--- ACTIVITY ---
In the entries below, find the line containing "Please drop a marker on the gold shoulder badge" and the line containing "Please drop a marker on the woman's smiling". Copy those two lines and everything between them exactly, and only that.

--- EXCERPTED DATA Enclosed Below ---

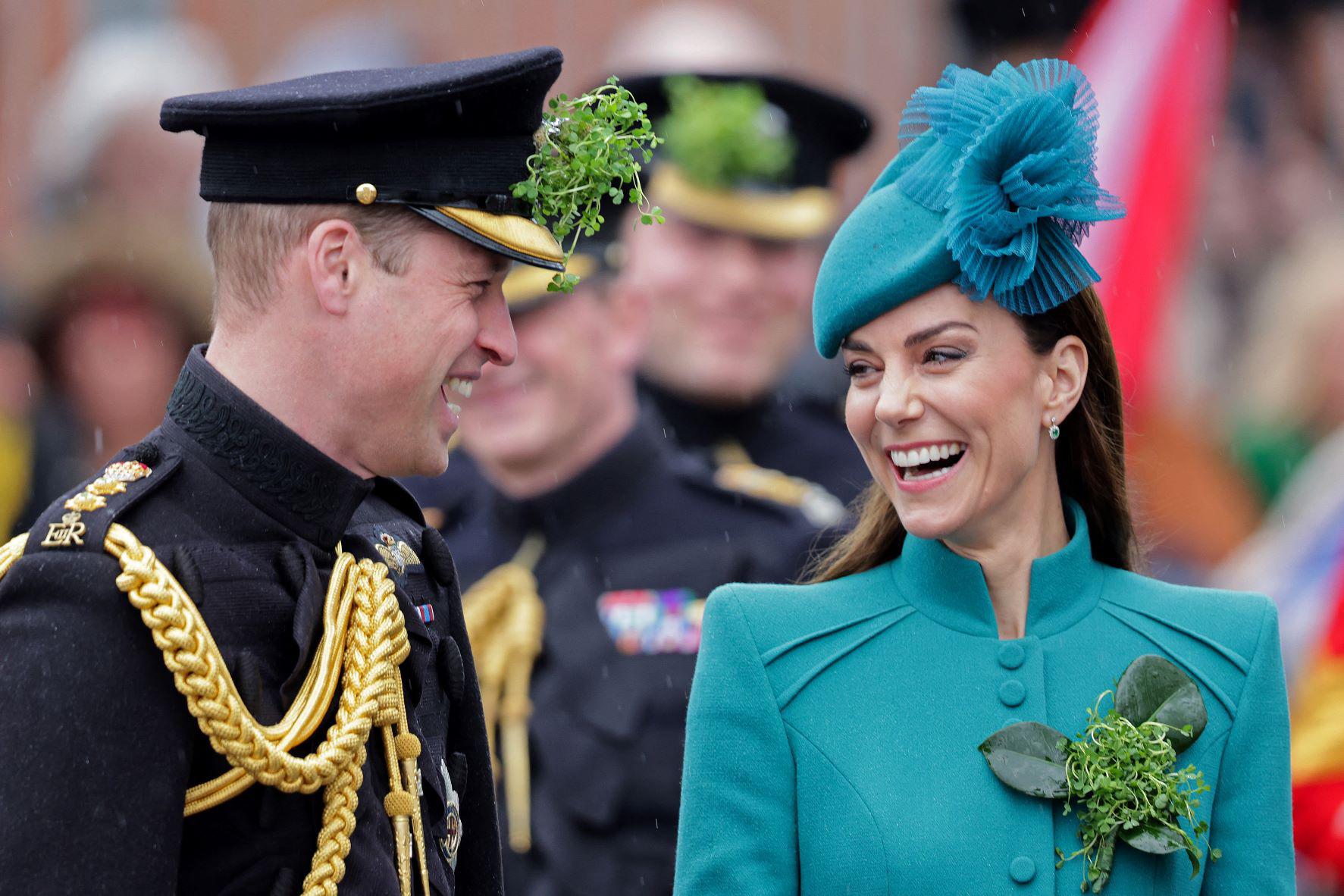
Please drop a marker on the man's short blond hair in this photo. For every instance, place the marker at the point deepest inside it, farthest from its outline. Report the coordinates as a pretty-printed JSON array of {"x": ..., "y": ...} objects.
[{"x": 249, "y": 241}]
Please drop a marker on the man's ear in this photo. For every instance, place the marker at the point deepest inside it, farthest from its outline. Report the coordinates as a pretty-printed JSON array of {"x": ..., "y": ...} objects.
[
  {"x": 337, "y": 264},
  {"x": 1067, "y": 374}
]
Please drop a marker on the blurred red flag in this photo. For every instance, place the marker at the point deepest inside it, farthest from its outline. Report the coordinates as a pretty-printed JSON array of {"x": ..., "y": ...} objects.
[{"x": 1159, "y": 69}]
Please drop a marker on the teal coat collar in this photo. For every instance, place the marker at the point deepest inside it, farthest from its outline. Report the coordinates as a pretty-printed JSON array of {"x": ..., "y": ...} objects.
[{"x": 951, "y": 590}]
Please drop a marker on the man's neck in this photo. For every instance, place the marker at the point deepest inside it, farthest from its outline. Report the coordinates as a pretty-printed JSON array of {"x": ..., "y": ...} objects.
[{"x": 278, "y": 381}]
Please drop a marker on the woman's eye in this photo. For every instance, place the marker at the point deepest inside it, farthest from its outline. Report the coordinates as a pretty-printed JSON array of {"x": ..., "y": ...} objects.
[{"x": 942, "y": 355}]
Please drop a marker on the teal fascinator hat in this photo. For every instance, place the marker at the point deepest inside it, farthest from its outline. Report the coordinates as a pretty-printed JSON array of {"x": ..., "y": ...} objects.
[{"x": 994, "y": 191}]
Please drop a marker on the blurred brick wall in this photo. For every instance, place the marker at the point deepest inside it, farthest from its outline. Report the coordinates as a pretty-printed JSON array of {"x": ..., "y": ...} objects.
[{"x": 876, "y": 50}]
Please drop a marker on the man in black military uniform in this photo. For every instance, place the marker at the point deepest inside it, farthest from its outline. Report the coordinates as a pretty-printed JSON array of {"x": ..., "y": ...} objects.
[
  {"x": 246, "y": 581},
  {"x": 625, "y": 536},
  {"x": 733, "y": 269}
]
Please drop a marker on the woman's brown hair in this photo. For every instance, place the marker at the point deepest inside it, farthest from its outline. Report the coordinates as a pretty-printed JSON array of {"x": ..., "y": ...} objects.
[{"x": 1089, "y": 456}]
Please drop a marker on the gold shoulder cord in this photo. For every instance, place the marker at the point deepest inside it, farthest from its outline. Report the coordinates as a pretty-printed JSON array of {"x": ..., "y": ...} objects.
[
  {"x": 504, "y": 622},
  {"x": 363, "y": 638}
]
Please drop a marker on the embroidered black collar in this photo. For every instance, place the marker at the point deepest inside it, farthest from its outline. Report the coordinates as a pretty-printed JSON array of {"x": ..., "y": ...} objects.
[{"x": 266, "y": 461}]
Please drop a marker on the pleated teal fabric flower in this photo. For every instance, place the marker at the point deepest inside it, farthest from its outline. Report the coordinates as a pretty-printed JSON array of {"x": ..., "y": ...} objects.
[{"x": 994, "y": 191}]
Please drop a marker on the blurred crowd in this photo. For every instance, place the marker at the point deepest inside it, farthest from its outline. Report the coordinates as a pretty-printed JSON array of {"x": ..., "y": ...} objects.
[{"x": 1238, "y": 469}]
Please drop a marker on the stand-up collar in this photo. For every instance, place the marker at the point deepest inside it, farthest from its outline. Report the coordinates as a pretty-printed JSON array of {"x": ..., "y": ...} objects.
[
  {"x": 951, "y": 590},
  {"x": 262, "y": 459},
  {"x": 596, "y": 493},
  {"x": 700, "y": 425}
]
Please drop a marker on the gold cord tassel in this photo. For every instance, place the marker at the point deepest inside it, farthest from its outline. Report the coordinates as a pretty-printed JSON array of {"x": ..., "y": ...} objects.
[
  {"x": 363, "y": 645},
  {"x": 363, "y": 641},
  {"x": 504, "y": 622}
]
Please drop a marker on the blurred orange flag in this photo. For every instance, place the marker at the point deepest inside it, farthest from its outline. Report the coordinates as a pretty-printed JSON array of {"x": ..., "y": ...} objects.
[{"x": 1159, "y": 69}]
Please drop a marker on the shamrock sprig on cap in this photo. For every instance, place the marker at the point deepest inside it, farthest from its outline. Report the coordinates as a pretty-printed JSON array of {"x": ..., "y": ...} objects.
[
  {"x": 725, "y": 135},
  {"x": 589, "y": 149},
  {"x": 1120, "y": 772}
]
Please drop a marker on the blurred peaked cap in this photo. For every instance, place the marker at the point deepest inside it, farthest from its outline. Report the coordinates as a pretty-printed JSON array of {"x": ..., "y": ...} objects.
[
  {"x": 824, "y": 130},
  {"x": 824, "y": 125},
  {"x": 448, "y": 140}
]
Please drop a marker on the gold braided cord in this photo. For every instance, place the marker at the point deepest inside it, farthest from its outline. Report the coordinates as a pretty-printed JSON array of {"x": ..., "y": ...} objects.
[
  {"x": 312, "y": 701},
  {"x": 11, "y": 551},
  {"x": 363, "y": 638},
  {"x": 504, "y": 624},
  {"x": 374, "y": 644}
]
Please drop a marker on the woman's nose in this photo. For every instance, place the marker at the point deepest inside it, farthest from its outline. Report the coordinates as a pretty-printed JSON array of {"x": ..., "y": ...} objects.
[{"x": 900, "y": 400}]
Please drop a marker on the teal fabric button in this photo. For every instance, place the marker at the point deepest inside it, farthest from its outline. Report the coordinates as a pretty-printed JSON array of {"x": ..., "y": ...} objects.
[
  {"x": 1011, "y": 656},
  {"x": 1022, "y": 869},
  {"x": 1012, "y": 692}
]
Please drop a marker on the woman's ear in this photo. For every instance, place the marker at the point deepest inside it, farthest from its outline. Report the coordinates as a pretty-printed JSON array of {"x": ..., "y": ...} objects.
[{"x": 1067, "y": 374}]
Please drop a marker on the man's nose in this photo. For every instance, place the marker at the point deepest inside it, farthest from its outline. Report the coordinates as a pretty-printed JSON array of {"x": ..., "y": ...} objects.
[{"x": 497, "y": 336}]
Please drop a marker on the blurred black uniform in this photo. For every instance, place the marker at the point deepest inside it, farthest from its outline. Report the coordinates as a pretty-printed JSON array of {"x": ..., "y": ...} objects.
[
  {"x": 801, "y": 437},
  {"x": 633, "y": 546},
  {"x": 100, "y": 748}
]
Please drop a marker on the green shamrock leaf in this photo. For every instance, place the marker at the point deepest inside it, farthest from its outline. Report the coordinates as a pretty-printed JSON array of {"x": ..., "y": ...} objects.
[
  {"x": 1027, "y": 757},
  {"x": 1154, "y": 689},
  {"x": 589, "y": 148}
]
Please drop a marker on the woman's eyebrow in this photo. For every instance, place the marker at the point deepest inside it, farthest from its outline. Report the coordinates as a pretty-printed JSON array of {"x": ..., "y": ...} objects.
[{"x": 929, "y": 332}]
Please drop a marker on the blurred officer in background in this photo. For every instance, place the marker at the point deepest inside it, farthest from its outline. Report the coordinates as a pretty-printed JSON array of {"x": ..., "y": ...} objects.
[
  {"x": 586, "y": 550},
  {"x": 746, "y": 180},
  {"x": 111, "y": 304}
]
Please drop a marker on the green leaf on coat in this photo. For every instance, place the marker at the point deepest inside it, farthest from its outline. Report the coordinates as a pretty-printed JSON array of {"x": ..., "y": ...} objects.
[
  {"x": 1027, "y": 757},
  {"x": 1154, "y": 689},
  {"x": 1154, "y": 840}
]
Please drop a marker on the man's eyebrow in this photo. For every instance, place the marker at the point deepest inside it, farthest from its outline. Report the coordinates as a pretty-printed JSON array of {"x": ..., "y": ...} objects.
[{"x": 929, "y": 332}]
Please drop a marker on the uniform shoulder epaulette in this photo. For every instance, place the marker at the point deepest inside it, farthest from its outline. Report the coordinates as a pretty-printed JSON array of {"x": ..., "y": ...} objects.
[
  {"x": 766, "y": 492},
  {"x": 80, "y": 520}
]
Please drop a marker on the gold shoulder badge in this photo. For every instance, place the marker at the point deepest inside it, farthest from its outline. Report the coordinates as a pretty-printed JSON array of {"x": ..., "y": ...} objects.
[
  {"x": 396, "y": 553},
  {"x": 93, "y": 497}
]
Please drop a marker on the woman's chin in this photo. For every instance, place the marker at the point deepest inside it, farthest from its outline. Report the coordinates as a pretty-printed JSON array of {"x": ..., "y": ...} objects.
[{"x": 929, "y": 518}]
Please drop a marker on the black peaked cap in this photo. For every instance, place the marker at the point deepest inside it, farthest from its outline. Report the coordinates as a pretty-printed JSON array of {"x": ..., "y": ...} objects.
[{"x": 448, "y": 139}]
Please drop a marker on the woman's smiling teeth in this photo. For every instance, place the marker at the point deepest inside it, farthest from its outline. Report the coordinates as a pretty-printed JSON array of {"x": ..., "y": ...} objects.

--- End of Enclosed EXCERPTED DATA ---
--- EXCERPTED DATA Enclosed Below ---

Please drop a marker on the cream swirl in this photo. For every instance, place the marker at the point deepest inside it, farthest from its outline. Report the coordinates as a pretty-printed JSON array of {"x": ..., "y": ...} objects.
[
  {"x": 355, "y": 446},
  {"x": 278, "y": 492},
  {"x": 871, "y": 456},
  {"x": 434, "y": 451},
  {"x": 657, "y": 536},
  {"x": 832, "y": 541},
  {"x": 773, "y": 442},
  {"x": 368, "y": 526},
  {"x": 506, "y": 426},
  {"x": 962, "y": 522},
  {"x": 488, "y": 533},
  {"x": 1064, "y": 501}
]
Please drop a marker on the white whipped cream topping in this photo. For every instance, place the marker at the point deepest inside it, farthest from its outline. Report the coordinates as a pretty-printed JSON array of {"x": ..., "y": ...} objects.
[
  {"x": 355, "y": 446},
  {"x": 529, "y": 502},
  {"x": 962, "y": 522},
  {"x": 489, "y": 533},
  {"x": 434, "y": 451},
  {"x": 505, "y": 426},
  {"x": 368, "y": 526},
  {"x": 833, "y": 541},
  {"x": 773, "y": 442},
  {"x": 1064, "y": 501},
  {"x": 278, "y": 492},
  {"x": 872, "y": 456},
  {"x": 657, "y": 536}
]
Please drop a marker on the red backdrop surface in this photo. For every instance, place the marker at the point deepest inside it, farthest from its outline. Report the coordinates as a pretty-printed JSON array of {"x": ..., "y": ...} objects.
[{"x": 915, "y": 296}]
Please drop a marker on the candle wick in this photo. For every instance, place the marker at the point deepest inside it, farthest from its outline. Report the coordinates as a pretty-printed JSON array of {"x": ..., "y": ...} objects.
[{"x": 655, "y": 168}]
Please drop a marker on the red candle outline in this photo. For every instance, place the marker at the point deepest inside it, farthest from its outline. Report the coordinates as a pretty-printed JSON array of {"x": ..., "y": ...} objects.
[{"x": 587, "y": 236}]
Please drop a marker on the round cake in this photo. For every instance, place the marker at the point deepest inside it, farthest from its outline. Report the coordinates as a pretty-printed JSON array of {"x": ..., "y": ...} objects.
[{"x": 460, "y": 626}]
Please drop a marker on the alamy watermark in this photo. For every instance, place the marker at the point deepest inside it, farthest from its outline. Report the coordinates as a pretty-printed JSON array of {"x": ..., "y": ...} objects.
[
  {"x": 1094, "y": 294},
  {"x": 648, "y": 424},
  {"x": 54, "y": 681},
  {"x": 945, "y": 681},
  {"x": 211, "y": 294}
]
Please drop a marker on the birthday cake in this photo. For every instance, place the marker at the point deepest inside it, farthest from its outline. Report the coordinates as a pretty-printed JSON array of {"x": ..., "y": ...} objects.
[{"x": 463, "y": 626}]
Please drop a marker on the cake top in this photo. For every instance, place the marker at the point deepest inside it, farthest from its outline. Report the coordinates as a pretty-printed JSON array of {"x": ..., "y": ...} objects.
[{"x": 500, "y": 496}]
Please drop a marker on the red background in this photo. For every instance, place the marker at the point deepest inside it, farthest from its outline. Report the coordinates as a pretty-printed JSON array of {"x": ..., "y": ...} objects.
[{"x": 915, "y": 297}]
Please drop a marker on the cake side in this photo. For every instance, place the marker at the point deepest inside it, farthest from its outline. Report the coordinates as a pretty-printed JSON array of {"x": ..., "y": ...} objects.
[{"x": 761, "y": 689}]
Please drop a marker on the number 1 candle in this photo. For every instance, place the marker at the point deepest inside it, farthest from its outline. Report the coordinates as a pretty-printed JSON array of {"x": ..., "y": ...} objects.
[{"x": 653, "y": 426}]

--- End of Enclosed EXCERPTED DATA ---

--- TASK OUTPUT ---
Please drop a marker on the gold shoulder badge in this photo. For every instance, place the marker at the point deepest inside it, farthest from its outline. Report the coordinates as a pretty-printed JSON array of {"x": ..., "y": ...} objects.
[
  {"x": 396, "y": 553},
  {"x": 93, "y": 497}
]
Please drop a marker on the woman's chin in this photo. For every instance, place the marker at the point deepest inside it, farthest from its outline. Report the coordinates as a pretty-printed JSON array of {"x": ..., "y": ...} objects.
[{"x": 929, "y": 518}]
Please drop a marker on the black peaked cap in this photo. For every instance, place the marker at the point deepest inside it, farthest from its outline. Report the coordinates as a pretty-printed JSON array of {"x": ..., "y": ...} objects.
[{"x": 448, "y": 139}]
Please drop a marker on the woman's smiling teeth in this photo. For every instance, place the marker at the point deepest inside it, farthest from its outline. Report the coordinates as a pretty-printed JSON array of {"x": ..., "y": ...} objects.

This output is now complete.